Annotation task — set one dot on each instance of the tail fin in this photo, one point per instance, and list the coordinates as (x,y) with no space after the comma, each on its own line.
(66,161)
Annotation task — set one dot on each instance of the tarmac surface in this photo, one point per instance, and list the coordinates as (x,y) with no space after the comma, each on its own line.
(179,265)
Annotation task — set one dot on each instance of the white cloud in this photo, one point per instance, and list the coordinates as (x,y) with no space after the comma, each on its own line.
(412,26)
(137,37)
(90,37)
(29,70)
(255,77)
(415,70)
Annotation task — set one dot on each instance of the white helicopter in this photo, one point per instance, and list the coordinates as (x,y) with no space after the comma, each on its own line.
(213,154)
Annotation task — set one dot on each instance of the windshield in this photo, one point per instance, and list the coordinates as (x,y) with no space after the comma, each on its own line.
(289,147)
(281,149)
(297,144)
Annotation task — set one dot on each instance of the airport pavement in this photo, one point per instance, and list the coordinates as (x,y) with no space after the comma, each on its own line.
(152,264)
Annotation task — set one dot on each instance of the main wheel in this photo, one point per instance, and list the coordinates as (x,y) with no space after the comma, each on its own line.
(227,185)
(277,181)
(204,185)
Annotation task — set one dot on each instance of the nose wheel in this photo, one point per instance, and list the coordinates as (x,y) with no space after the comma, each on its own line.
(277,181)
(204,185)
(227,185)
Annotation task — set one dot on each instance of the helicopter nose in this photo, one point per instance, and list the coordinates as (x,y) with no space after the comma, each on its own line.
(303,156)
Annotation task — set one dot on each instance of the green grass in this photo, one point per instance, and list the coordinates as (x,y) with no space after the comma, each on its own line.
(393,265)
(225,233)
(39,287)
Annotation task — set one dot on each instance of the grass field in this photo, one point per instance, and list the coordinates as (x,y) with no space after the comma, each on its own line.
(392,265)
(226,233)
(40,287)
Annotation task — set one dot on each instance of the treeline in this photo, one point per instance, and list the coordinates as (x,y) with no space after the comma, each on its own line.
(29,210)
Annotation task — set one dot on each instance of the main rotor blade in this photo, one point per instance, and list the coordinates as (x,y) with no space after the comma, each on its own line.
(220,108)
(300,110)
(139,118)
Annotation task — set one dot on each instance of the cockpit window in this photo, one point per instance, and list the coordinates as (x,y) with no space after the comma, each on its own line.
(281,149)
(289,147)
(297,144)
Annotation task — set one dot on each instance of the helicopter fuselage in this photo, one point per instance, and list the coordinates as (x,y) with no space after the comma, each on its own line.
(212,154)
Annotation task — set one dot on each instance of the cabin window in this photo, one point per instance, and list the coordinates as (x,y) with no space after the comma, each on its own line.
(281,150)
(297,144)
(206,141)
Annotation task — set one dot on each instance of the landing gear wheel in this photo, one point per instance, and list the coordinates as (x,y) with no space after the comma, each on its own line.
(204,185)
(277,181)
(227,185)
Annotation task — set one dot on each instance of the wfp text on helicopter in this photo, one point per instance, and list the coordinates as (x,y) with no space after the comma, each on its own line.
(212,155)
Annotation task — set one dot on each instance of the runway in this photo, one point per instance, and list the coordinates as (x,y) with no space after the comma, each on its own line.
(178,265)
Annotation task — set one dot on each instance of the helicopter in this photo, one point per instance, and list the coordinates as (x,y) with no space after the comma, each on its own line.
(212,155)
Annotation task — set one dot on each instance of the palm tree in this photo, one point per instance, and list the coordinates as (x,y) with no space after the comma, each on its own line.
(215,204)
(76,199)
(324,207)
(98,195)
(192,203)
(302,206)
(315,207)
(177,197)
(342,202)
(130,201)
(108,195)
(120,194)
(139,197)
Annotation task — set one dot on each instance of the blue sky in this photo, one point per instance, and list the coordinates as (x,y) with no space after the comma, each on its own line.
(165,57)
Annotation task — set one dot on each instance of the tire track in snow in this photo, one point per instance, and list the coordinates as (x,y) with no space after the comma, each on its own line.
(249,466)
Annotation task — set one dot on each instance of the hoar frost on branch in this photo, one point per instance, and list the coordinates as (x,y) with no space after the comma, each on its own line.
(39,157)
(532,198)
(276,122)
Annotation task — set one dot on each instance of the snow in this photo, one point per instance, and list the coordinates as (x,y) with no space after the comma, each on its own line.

◇ ◇ ◇ ◇ ◇ ◇ ◇

§ **SET TASK**
Can you rewrite the listing above, replacing "set one dot" with "place a single dot" each time it appears and leaving everything else unchanged?

§ **CORRECT ANSWER**
Annotation task — place a single dot on each instance of the tail fin in this photo, one point per instance, and list the coordinates as (x,y) with no space after the comma, each on its own line.
(66,161)
Annotation task — place a single dot on each instance of the tarmac surface in this photo, one point per instance, and list the coordinates as (x,y) with no space after the comma, each on its own line.
(179,265)
Annotation task — place a single dot on each instance of the white cloud in this photo, one point per instance, and list the coordinates as (x,y) with no space after the comma, each on its own line.
(412,26)
(137,37)
(90,37)
(29,70)
(255,77)
(415,70)
Annotation task — place a single dot on each instance of the white helicopter in this photo, one point per instance, and list the coordinates as (x,y) with no space after the comma, each on its own line.
(213,154)
Annotation task — place a single dot on each instance of the windshield in this photo, one point per instance, and list the coordinates as (x,y) with no space after the comma, each on its own line.
(289,147)
(281,149)
(297,144)
Annotation task — place a single dot on each instance of the airport pavement in this photo, one point per instance, and list the coordinates as (x,y) with no space after the comma, each on its own line.
(152,264)
Annotation task — place a single dot on each instance of the main wheel in this photo, one point per instance, and list the coordinates as (x,y) with no space after the comma, each on its own line.
(227,185)
(277,181)
(204,185)
Annotation task — place a single dot on each instance of the nose wheel in this photo, one point per instance, and list the coordinates as (x,y) with no space after the comma, each on its own line.
(277,181)
(204,185)
(227,185)
Annotation task — place a single dot on each instance of the helicopter nose in this photo, one point per instance, and list the coordinates as (x,y) with no space after the comma, each on its own line.
(303,156)
Annotation task — place a single dot on each instance of the green grass in this photo, one point per instance, and list the coordinates as (x,y) with no space after the comma, each on its own line.
(393,265)
(225,233)
(39,287)
Annotation task — place a single dot on each instance of the grass field in this photo, one point per instance, and list the coordinates as (x,y) with no space after the comma, each on its own line.
(392,265)
(226,233)
(40,287)
Annotation task — place a single dot on each instance of the treeline in this photo, one point per instance, and list the coordinates as (x,y) with no space after the comma, each on its own line.
(29,210)
Annotation task — place a single dot on each instance of the main rotor blade in this photo, one point per instance, and list the coordinates as (x,y) with no space after the comma, each on its own line.
(220,108)
(300,110)
(139,118)
Annotation task — place a single dot on each instance of the cockpit window in this photo, one point per instance, and list the coordinates as (x,y) with no space after the comma, each on its own line.
(281,149)
(289,147)
(297,144)
Annotation task — place a single dot on each instance of the helicopter fuselage in this photo, one point per instance, and list the coordinates as (x,y) with no space after the comma, each on its own line.
(212,154)
Annotation task — place a single dot on each instance of the cabin window in this photo, one point per instance, and list the coordinates as (x,y) with no space after the comma, each on its own line.
(281,150)
(297,144)
(206,141)
Annotation task — place a single dot on each instance of the landing gear wheel in this photo, one point per instance, and list the coordinates as (x,y) with no space after the comma, each on its own line.
(204,185)
(277,181)
(227,185)
Annotation task — place a single dot on each instance of the wfp text on helicopter in this photo, one point per instance, and list the coordinates as (x,y) with no space after the comma, each on its own line.
(212,155)
Annotation task — place a single dot on each instance of the runway in this photo, one point per instance, and list the coordinates as (x,y) with no space after the comma, each on its own line.
(178,265)
Annotation task — place a single dot on each instance of the helicopter in this photo, one point per instance, and list the coordinates as (x,y) with no space after the comma, each on its own line.
(212,155)
Annotation task — place a single dot on each instance of the palm tree in this photo, one point per instance, and list the coordinates as (x,y) with no space after the comma, each on its own line.
(215,204)
(76,199)
(324,207)
(98,195)
(192,203)
(302,206)
(315,207)
(177,197)
(342,202)
(130,201)
(108,195)
(120,194)
(139,197)
Annotation task — place a single dot on each instance of the blue sky in this photo, one point per instance, and list the coordinates as (x,y) with no space after the comma, each on its own line.
(165,57)
Annotation task — place a single dot on each instance of the tire track in snow in this photo, one point per instance, and list the coordinates as (x,y) with no space after the comma, each on its own line.
(249,466)
Annotation task — place a single dot on each instance of the hoar frost on branch in this photo, one point per instance, and list the coordinates as (x,y) with no space after the comma, each on its own line.
(39,157)
(532,198)
(276,122)
Annotation task — place a single dot on each instance of the snow in this photo, one point per instance, and list the coordinates as (x,y) with no space after the comma, each on its own line.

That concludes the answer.